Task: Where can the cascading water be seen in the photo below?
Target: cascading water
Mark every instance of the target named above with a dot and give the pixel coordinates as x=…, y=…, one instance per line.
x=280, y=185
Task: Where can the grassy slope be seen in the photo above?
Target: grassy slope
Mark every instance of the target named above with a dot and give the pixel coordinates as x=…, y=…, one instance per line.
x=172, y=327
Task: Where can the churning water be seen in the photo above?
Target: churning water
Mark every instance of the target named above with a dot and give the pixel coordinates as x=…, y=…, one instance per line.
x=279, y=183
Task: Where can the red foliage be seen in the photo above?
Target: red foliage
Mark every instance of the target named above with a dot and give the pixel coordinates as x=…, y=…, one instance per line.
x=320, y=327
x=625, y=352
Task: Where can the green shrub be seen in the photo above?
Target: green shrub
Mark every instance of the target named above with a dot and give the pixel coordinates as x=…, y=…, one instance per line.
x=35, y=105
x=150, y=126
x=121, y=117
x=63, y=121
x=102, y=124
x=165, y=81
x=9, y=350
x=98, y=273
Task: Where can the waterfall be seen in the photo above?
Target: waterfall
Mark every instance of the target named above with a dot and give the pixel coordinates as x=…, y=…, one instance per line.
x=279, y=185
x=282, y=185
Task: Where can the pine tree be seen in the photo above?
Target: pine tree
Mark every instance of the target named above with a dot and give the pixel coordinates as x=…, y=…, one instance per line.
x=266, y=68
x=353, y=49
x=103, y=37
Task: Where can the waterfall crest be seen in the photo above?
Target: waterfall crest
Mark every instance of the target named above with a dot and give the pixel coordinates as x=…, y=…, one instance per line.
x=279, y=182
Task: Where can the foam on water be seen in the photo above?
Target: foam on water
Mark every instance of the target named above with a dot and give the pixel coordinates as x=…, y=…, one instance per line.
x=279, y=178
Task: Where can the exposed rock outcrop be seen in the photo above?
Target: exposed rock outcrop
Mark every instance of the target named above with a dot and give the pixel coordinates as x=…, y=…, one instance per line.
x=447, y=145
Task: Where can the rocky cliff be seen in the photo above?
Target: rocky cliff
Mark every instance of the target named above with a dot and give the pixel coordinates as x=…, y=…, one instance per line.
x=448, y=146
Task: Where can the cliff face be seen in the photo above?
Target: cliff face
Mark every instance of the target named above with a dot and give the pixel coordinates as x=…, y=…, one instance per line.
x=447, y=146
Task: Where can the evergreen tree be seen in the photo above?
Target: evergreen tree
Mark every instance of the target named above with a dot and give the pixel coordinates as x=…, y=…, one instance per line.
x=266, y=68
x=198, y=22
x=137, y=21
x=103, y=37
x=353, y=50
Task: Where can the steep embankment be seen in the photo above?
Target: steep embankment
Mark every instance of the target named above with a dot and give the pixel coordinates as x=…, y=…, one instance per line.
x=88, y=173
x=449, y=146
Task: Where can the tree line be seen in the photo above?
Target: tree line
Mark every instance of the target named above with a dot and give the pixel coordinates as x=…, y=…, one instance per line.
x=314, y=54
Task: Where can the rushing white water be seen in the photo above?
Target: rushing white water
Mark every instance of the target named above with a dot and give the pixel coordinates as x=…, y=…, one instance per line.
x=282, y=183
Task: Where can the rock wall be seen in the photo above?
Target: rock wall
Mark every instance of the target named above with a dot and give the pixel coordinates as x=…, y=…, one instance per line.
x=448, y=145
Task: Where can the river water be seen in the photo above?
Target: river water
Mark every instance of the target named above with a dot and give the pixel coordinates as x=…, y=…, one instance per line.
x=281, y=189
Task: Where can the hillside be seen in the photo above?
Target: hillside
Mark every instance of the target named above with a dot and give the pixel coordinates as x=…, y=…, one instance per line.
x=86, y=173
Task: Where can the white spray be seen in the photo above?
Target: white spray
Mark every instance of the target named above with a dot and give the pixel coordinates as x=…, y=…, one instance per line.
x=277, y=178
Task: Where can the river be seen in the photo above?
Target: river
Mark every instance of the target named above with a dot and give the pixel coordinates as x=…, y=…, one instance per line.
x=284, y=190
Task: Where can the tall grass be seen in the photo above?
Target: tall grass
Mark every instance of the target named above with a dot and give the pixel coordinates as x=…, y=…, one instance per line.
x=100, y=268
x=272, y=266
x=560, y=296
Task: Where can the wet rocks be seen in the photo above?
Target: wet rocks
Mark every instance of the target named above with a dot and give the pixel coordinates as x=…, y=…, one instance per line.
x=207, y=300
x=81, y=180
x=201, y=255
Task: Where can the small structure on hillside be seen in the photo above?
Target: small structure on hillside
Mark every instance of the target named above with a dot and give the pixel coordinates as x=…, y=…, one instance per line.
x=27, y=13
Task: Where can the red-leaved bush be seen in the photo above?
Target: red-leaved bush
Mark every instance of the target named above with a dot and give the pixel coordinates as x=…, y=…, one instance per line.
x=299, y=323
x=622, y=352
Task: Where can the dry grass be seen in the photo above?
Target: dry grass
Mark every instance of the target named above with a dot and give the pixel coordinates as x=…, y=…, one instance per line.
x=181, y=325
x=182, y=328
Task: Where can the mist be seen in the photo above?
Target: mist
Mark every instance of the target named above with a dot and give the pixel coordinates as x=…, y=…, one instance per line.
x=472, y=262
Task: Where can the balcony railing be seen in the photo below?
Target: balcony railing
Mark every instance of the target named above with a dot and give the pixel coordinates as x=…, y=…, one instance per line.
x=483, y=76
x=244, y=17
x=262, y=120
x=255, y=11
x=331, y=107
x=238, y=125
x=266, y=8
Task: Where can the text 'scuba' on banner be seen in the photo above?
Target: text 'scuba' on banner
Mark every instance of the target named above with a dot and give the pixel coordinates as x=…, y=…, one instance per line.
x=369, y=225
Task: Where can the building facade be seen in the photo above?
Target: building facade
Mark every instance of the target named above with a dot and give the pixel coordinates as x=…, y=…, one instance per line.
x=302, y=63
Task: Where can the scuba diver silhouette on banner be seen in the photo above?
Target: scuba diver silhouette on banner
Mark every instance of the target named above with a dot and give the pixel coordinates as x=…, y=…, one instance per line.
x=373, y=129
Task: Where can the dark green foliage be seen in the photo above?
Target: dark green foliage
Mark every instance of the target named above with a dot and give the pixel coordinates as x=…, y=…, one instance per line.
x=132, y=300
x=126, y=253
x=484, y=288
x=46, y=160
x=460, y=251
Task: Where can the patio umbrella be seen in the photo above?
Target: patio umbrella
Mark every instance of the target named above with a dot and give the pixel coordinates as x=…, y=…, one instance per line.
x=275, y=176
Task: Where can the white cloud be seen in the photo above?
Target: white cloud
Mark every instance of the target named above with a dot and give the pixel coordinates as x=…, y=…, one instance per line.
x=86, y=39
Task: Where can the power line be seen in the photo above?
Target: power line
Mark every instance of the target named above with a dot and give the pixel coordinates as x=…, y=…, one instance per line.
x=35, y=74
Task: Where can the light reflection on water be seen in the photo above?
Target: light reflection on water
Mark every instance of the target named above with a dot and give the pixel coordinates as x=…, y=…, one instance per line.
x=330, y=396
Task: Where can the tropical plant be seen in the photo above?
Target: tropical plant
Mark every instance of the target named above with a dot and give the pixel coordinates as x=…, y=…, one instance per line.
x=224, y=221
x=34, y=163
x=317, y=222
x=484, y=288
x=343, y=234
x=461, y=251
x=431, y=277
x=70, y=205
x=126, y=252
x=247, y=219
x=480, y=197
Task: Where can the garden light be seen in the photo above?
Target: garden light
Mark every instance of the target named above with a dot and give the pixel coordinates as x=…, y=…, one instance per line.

* **Exercise objective**
Please count, in the material above, the lines that hold the word "cloud", and report only the total.

* **Response to this exercise**
2